Copy all of the following lines word for word, without changing anything.

Excerpts from a location annotation dataset:

>>>

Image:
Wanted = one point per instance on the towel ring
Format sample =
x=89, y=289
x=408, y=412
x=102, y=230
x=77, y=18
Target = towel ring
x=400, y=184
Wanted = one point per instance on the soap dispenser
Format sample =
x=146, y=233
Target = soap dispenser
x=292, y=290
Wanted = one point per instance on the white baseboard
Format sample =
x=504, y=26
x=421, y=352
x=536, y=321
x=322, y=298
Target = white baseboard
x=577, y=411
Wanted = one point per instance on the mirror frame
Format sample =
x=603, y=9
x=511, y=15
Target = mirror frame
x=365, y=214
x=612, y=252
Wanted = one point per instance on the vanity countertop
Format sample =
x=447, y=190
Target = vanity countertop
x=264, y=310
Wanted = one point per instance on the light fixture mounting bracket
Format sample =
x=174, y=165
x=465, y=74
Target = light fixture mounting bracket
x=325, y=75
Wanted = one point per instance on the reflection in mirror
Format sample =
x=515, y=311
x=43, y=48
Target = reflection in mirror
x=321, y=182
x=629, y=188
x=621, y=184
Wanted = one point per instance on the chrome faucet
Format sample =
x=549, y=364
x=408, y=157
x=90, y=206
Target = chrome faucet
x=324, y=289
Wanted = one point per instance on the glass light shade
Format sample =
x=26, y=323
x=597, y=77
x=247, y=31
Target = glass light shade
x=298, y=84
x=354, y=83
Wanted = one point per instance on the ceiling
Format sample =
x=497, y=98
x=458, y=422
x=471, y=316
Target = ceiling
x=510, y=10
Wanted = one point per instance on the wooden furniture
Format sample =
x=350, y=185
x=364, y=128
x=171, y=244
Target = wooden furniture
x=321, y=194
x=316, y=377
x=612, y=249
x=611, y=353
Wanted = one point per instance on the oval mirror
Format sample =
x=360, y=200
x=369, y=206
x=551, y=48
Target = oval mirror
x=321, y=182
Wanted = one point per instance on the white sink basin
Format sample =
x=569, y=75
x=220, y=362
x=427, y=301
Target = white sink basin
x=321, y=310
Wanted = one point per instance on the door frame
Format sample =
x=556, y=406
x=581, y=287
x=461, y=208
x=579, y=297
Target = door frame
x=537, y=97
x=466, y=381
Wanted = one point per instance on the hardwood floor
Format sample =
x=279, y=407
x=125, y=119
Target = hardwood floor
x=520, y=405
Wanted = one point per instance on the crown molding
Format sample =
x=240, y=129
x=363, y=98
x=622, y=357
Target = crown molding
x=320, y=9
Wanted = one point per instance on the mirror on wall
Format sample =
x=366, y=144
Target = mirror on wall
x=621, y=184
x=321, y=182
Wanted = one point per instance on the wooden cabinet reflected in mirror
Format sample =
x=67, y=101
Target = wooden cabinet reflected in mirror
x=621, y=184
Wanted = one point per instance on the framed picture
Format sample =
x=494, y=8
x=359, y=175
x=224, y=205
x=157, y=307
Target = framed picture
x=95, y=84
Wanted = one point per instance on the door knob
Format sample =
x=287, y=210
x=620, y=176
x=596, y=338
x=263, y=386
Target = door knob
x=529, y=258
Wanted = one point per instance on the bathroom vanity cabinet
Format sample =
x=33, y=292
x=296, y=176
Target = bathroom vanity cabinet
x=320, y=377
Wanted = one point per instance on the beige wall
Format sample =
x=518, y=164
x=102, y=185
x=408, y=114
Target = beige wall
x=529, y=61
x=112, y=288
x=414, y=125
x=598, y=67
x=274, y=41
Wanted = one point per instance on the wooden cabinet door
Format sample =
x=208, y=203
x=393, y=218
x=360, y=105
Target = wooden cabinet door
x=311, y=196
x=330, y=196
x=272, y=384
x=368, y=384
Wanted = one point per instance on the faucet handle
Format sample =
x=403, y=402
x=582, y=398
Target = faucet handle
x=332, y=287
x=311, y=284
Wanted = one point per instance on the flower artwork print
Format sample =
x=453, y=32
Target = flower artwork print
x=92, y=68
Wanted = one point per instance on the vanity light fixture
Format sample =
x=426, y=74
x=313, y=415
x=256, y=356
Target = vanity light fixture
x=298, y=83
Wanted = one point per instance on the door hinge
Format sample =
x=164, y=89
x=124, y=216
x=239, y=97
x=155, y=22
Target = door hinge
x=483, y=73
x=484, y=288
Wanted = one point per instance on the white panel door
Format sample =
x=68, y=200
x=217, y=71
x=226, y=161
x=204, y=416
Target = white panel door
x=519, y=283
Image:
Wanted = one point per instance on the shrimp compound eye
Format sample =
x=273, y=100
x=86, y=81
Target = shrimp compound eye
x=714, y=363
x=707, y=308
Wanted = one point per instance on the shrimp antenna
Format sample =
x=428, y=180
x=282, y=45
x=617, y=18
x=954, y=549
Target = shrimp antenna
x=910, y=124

<<<

§ FINISHED ANSWER:
Image:
Wanted = one point per instance on the towel ring
Format sample =
x=89, y=289
x=408, y=412
x=102, y=230
x=77, y=18
Target = towel ring
x=400, y=184
Wanted = one point per instance on the soap dispenser
Format sample =
x=146, y=233
Target = soap dispenser
x=292, y=290
Wanted = one point per instance on the white baseboard
Format sample =
x=504, y=26
x=421, y=352
x=536, y=321
x=322, y=298
Target = white baseboard
x=577, y=411
Wanted = one point per instance on the mirror frame
Format sample =
x=603, y=9
x=511, y=15
Target = mirror frame
x=365, y=214
x=612, y=252
Wanted = one point per instance on the vanity countertop
Format sample =
x=447, y=190
Target = vanity countertop
x=264, y=310
Wanted = one point per instance on the light fixture mounting bracket
Format sample =
x=174, y=165
x=465, y=74
Target = light fixture mounting bracket
x=325, y=75
Wanted = one point per instance on the reflection in mirror
Format sample =
x=515, y=311
x=43, y=48
Target = reflection in mirror
x=321, y=182
x=629, y=188
x=621, y=184
Wanted = one point per instance on the chrome faucet
Format sample =
x=549, y=364
x=408, y=157
x=90, y=206
Target = chrome faucet
x=324, y=289
Wanted = one point per instance on the glass light shade
Format sample =
x=26, y=323
x=597, y=77
x=247, y=31
Target = glass light shade
x=298, y=84
x=354, y=83
Wanted = one point per instance on the ceiling
Format sample =
x=497, y=98
x=458, y=422
x=471, y=316
Target = ceiling
x=510, y=10
Wanted = one point per instance on the wooden furniture
Format sample =
x=350, y=185
x=364, y=128
x=171, y=244
Target = wooden furniture
x=321, y=194
x=316, y=377
x=612, y=249
x=611, y=353
Wanted = one point per instance on the oval mirror
Format sample =
x=360, y=200
x=369, y=206
x=551, y=48
Target = oval mirror
x=321, y=182
Wanted = one point per instance on the white sink basin
Format sample =
x=569, y=75
x=220, y=362
x=427, y=301
Target = white sink basin
x=321, y=310
Wanted = one point per instance on the door frame
Format sample =
x=556, y=406
x=581, y=287
x=461, y=208
x=579, y=297
Target = door frame
x=537, y=97
x=466, y=381
Wanted = one point per instance on the hardwood floor
Format sample =
x=279, y=407
x=125, y=119
Target = hardwood floor
x=520, y=405
Wanted = one point per instance on the crown molding
Format sample =
x=240, y=129
x=363, y=98
x=622, y=357
Target = crown molding
x=320, y=9
Wanted = one point per instance on the mirror on wall
Format sample =
x=366, y=144
Target = mirror on wall
x=621, y=184
x=321, y=182
Wanted = one point per instance on the wooden cabinet reflected in mirror
Format sample =
x=67, y=101
Target = wooden cabinet reflected in mirror
x=621, y=184
Wanted = one point per instance on the framed picture
Format sample =
x=494, y=8
x=359, y=175
x=224, y=205
x=157, y=307
Target = framed picture
x=95, y=84
Wanted = one point per instance on the door knob
Format sample =
x=287, y=210
x=620, y=176
x=596, y=338
x=263, y=386
Target = door knob
x=529, y=258
Wanted = one point per instance on the bathroom vanity cabinet
Format sample =
x=33, y=292
x=296, y=176
Target = bathroom vanity cabinet
x=320, y=377
Wanted = one point per instance on the beige wall
Format sample =
x=518, y=164
x=102, y=185
x=408, y=114
Target = beige wall
x=529, y=61
x=112, y=288
x=414, y=125
x=598, y=67
x=274, y=41
Wanted = one point per instance on the wooden cabinet door
Format sample =
x=208, y=203
x=393, y=218
x=360, y=105
Target = wooden cabinet door
x=311, y=196
x=330, y=196
x=272, y=384
x=368, y=384
Wanted = one point per instance on the faucet handle
Format sample =
x=403, y=402
x=582, y=398
Target = faucet handle
x=332, y=287
x=311, y=284
Wanted = one point per instance on the flower artwork print
Format sample =
x=453, y=32
Target = flower artwork print
x=92, y=68
Wanted = one point per instance on the vanity light fixture
Format sample =
x=426, y=74
x=313, y=415
x=256, y=356
Target = vanity light fixture
x=298, y=83
Wanted = one point per instance on the door hinge
Format sample =
x=164, y=89
x=124, y=216
x=239, y=97
x=155, y=22
Target = door hinge
x=483, y=73
x=484, y=288
Wanted = one point per instance on the white panel door
Format sample =
x=68, y=200
x=217, y=71
x=226, y=161
x=204, y=416
Target = white panel door
x=519, y=283
Image:
Wanted = one point per instance on the shrimp compound eye
Format sample =
x=273, y=100
x=86, y=81
Target = shrimp compound eye
x=714, y=363
x=707, y=308
Wanted = one point per instance on the shrimp antenna
Format sample =
x=428, y=180
x=282, y=45
x=617, y=18
x=954, y=549
Target = shrimp antenna
x=910, y=124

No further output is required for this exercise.